#### LISTED ENTRIES ####

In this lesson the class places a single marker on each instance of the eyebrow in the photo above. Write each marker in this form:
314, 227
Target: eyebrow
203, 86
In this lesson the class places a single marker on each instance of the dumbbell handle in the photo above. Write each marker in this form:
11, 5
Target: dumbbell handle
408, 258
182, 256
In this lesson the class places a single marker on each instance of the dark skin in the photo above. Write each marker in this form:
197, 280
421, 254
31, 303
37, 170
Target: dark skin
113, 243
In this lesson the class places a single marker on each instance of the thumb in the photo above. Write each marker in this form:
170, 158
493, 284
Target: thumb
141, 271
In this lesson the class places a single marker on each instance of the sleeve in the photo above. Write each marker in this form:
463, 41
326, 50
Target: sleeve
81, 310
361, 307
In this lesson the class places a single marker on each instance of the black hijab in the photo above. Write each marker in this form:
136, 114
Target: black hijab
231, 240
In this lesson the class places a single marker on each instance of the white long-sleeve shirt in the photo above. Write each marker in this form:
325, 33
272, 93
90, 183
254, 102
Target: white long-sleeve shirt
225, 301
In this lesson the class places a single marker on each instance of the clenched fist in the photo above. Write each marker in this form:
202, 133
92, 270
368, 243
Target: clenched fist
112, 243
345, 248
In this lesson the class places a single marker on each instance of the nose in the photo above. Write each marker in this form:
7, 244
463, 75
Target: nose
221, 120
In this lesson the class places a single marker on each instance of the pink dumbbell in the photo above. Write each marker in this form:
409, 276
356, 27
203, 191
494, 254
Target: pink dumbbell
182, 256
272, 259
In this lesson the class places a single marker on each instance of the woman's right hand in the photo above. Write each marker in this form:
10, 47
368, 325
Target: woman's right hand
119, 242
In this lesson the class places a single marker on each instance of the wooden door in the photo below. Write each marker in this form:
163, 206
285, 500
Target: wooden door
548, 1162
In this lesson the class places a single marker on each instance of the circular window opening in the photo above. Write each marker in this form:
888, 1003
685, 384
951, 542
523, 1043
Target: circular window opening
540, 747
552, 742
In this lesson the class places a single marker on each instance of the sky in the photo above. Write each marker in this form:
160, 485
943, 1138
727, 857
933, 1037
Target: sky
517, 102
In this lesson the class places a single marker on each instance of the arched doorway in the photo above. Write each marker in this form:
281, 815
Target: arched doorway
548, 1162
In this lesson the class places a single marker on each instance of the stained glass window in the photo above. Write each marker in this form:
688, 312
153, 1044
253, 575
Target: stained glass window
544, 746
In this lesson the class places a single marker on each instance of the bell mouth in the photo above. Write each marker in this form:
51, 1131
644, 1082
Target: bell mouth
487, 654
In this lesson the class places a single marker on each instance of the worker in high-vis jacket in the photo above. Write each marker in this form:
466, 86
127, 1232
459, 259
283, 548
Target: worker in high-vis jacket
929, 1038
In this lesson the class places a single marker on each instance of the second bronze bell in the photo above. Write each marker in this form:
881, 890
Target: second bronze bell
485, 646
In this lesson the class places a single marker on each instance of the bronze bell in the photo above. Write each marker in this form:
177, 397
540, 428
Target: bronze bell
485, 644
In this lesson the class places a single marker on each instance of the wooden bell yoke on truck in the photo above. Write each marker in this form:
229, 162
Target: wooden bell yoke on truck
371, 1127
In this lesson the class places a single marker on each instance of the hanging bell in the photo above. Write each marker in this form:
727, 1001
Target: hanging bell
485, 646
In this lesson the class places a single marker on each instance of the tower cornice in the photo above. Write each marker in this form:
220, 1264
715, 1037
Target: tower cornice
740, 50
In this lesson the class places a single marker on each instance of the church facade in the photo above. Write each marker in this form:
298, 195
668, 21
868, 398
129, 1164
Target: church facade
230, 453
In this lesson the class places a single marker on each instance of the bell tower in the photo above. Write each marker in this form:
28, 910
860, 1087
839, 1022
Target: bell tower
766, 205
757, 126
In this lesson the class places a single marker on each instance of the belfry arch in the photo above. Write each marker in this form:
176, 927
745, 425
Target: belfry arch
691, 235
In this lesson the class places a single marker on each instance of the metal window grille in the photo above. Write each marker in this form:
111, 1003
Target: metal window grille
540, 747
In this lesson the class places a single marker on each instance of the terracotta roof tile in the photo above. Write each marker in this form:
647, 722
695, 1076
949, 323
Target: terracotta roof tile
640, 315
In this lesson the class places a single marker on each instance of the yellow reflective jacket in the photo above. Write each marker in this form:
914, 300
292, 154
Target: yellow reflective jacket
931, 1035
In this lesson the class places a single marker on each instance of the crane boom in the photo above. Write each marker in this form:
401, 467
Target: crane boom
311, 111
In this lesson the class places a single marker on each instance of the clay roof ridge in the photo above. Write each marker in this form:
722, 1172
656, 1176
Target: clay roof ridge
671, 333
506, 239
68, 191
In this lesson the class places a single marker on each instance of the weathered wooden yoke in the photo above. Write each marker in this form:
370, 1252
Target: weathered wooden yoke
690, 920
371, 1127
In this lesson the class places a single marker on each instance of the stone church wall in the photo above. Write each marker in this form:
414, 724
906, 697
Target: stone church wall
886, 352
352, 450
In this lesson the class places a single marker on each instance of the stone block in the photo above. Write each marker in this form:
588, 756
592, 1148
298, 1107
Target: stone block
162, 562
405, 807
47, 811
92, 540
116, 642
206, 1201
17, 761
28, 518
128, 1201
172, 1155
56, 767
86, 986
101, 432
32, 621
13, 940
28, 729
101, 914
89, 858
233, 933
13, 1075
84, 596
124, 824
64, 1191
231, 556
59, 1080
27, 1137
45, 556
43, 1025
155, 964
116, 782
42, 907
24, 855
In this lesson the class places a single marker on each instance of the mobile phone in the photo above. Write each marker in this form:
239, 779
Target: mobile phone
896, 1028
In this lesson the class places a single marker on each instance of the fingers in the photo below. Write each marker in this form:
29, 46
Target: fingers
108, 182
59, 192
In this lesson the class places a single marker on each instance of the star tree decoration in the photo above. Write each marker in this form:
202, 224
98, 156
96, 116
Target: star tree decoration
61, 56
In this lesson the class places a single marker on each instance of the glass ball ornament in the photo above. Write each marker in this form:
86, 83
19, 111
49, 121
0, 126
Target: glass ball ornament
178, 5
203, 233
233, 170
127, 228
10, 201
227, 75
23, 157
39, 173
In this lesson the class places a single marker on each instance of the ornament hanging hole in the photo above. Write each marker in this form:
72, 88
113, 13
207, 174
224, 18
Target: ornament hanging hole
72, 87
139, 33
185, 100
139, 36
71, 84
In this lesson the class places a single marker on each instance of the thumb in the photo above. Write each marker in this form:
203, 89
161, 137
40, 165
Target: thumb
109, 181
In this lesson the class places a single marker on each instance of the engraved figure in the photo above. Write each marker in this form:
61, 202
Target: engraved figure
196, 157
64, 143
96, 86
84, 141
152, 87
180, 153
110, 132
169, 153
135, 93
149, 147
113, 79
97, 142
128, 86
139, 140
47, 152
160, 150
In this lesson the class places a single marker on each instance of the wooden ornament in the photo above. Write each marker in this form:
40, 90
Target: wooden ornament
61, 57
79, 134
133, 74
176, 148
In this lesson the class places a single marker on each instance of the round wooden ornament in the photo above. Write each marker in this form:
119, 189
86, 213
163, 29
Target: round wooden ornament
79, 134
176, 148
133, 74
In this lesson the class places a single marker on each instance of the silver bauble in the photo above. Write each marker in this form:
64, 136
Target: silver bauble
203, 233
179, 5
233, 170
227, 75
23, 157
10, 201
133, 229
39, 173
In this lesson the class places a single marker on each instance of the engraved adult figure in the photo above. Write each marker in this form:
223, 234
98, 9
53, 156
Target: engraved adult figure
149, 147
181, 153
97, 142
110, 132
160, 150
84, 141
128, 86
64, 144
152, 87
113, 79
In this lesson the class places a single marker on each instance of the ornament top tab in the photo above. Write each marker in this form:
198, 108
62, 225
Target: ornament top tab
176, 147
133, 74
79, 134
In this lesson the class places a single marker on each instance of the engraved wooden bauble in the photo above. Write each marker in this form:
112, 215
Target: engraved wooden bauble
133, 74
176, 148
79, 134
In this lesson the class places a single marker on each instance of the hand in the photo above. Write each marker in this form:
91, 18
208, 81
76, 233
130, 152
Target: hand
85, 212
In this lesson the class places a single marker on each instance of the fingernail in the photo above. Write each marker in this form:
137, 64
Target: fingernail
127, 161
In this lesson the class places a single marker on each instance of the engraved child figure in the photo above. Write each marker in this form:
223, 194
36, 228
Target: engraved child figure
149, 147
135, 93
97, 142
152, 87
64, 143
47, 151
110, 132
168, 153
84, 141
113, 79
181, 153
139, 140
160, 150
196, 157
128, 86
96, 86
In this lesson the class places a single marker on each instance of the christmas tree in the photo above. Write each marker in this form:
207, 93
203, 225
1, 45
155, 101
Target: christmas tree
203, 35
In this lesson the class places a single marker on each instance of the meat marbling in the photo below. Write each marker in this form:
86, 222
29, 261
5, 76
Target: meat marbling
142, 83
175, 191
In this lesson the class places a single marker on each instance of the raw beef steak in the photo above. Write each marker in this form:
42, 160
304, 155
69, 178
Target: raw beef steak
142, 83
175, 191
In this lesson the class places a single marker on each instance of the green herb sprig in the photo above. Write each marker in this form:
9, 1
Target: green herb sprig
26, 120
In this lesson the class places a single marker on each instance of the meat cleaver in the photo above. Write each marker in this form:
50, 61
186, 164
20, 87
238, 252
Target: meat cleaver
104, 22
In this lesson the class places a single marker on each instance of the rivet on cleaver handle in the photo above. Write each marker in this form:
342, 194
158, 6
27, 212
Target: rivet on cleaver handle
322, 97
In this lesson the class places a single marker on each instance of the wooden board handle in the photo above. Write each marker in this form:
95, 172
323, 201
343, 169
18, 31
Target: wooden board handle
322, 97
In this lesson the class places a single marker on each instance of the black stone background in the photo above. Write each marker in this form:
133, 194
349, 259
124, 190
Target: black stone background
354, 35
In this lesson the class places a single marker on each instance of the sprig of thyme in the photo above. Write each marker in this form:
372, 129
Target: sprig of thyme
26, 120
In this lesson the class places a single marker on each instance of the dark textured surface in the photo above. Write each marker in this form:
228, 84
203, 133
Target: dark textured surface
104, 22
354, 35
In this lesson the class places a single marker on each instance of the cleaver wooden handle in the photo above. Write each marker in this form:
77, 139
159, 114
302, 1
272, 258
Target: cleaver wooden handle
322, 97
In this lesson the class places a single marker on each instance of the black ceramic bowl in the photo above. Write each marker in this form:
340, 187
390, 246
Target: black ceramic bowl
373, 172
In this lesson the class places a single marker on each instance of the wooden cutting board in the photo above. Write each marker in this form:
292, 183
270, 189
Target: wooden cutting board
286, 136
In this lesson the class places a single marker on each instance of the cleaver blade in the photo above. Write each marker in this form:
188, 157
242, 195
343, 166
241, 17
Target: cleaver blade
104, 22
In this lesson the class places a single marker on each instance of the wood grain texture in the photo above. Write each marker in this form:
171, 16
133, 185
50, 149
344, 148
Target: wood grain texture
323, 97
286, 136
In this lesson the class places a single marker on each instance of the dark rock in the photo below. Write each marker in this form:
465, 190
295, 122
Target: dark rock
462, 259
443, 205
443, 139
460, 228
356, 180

####

*EXERCISE OBJECTIVE:* Return word for word every line from the one containing "the wood grain" through the end of the material, both ends included.

*OUTPUT BELOW:*
In this lesson the class places a single marker on each instance of the wood grain texture in the photo above. Write each marker in this form:
171, 16
133, 185
50, 149
344, 148
Target: wood grain texture
323, 97
286, 136
In this lesson the class places a single marker on each instance of the dark rock in the photo below. Write each marker in this form:
465, 190
295, 122
Target: dark rock
462, 259
443, 205
443, 139
460, 228
356, 180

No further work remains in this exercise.